-- Start of DATA PROVIDED --

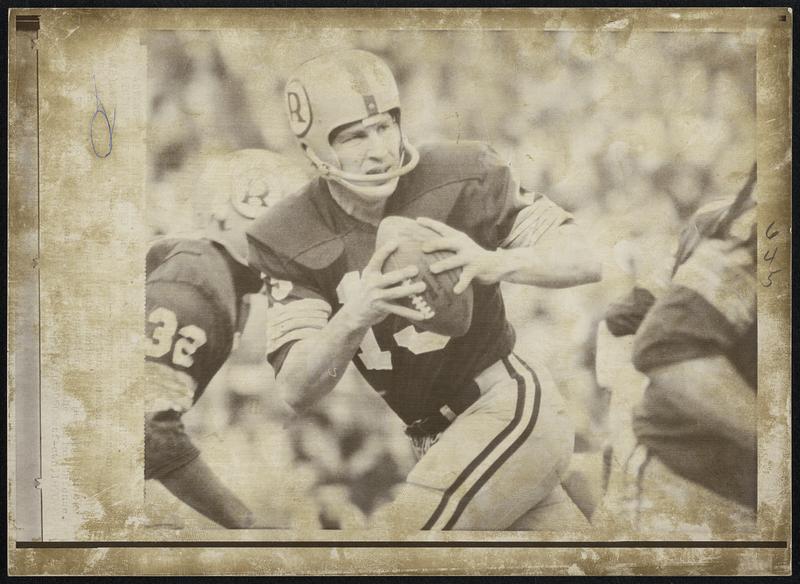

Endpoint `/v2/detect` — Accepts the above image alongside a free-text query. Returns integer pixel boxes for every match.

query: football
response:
[375,216,473,337]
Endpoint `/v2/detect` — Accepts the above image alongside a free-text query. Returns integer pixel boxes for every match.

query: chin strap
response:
[305,138,419,190]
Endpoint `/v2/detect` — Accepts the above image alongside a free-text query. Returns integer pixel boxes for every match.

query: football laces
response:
[403,278,436,318]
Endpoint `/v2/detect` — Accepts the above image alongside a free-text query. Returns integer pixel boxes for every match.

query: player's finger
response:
[422,237,461,253]
[378,266,419,288]
[364,241,398,272]
[380,302,427,322]
[453,269,475,294]
[417,217,458,237]
[379,282,425,300]
[430,254,469,274]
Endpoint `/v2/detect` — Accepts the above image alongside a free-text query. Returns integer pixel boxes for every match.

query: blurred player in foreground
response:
[606,167,757,532]
[248,51,600,530]
[145,150,307,528]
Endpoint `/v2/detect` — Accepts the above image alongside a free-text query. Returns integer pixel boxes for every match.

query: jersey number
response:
[145,307,207,367]
[336,272,450,369]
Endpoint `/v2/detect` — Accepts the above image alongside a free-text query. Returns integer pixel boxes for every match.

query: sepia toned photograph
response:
[8,8,792,575]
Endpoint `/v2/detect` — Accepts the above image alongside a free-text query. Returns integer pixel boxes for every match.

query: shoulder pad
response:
[247,181,344,270]
[147,238,231,291]
[413,142,504,183]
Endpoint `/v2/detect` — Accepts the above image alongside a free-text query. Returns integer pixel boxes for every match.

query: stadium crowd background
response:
[147,30,756,527]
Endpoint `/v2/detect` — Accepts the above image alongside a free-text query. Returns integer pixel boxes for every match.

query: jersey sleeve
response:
[249,238,333,373]
[144,361,200,479]
[472,147,572,248]
[144,281,232,479]
[633,239,756,373]
[145,280,234,399]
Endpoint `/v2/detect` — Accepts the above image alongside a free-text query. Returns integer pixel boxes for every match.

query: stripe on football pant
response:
[422,355,541,529]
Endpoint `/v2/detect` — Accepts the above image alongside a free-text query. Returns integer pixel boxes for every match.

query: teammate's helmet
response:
[285,50,419,192]
[197,149,311,263]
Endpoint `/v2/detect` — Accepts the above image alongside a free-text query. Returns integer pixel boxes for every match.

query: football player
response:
[145,150,307,528]
[248,50,600,530]
[608,166,757,531]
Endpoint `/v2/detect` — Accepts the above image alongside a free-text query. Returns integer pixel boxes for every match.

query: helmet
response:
[192,149,311,264]
[285,50,419,195]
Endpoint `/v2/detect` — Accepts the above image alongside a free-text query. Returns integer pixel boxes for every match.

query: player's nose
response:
[367,130,390,160]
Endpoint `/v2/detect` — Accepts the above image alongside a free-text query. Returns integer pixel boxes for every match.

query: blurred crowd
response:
[147,30,756,527]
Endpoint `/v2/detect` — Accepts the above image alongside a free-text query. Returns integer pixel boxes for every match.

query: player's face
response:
[331,113,402,184]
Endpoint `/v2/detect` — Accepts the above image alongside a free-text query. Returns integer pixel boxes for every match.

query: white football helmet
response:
[192,149,312,264]
[284,50,419,196]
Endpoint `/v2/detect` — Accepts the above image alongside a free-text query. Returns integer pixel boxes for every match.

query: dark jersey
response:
[145,238,261,478]
[248,143,569,423]
[605,202,730,337]
[633,201,757,505]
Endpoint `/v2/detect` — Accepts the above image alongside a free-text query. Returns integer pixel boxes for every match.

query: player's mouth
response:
[365,164,392,174]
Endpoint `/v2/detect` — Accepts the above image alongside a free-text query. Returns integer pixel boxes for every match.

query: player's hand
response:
[342,242,434,329]
[417,217,501,294]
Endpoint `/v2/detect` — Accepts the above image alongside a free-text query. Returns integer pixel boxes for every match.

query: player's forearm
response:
[493,225,602,288]
[648,356,757,450]
[275,311,368,411]
[159,457,254,529]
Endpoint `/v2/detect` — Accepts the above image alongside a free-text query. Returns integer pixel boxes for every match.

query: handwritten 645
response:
[761,221,783,288]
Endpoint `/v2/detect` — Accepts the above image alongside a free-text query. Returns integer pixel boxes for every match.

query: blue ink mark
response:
[89,75,117,158]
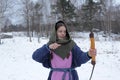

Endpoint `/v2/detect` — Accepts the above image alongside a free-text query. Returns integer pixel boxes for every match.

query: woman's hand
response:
[49,43,61,50]
[88,49,97,57]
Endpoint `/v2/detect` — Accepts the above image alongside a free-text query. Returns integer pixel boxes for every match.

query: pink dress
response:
[51,52,72,80]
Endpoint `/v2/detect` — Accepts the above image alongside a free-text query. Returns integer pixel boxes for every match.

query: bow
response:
[89,31,96,80]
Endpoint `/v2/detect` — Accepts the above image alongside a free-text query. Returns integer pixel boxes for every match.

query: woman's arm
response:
[73,45,91,66]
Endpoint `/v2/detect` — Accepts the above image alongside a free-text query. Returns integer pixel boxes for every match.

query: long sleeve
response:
[72,45,91,67]
[32,45,50,63]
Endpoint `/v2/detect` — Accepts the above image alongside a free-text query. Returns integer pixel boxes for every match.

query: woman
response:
[32,21,96,80]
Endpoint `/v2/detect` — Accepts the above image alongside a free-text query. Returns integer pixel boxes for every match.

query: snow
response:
[0,33,120,80]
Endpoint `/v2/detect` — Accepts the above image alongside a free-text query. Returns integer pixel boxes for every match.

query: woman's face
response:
[57,26,66,39]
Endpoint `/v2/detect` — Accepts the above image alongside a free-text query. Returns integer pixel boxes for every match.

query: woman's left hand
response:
[88,49,97,57]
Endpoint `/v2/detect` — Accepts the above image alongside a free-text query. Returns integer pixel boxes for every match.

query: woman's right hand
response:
[49,43,61,50]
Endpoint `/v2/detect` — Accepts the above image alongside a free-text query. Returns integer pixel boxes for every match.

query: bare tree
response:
[0,0,13,44]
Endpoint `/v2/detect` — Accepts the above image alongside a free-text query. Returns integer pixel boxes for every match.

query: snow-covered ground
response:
[0,33,120,80]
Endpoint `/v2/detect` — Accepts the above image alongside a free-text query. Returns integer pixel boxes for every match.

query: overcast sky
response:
[9,0,120,24]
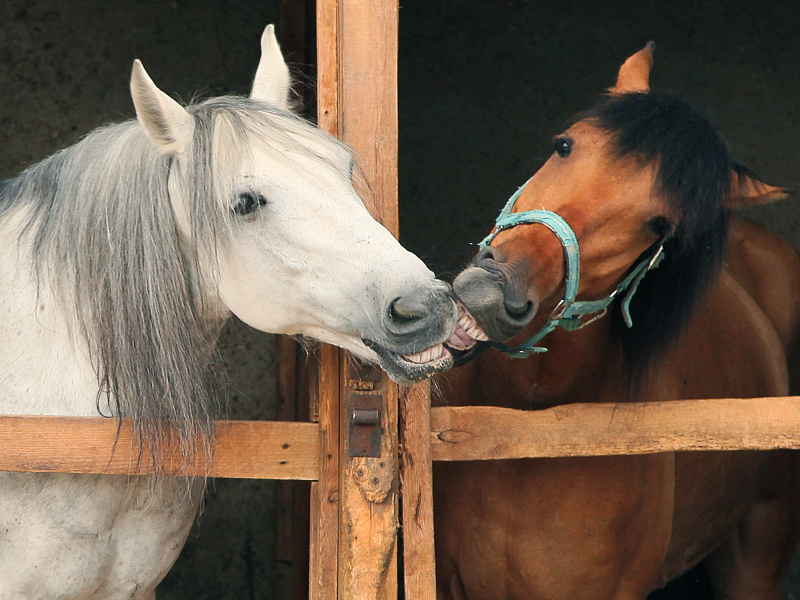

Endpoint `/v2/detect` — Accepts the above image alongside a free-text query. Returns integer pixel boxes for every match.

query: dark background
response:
[0,0,800,600]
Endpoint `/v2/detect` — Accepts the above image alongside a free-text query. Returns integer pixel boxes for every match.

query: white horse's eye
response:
[231,192,267,215]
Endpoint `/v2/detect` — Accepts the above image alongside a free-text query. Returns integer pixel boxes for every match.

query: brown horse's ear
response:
[610,42,656,94]
[728,169,794,208]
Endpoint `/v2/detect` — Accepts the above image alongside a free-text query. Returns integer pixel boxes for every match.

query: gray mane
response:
[0,96,346,464]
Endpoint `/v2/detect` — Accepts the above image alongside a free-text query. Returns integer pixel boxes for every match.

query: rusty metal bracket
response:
[347,391,383,458]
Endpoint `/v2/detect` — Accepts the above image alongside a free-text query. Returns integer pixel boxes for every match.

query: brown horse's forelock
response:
[576,92,741,388]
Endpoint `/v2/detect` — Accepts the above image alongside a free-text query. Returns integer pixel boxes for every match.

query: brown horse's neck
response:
[443,316,622,410]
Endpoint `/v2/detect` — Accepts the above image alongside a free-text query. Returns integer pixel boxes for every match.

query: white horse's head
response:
[131,26,456,383]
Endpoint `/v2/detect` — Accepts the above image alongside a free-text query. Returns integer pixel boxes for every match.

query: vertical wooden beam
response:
[400,381,436,600]
[339,0,399,600]
[308,345,340,600]
[309,0,341,600]
[312,0,399,600]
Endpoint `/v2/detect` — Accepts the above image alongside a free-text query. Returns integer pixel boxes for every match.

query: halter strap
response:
[479,180,666,358]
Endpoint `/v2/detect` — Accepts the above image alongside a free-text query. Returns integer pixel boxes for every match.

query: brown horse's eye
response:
[553,136,572,158]
[647,217,672,237]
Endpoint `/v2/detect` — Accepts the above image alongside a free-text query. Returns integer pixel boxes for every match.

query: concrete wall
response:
[0,0,800,600]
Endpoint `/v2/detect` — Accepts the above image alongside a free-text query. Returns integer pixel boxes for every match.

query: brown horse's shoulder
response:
[725,216,800,349]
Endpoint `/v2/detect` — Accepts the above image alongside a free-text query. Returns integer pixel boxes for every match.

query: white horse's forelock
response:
[0,96,344,464]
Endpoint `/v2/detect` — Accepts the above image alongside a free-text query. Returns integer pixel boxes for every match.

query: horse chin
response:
[445,342,492,367]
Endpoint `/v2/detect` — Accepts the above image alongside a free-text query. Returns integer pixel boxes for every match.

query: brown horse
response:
[434,44,800,600]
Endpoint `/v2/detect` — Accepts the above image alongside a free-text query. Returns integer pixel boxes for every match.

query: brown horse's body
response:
[434,213,800,600]
[434,43,800,600]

-- End of DATA PROVIDED --

= WHAT YOU NEED TO DO =
Find every line in the items above that contains the word "dark", matching case exactly, and copy each of those lines.

= OUTPUT OF THE EXERCISE =
query: dark jersey
query: dark background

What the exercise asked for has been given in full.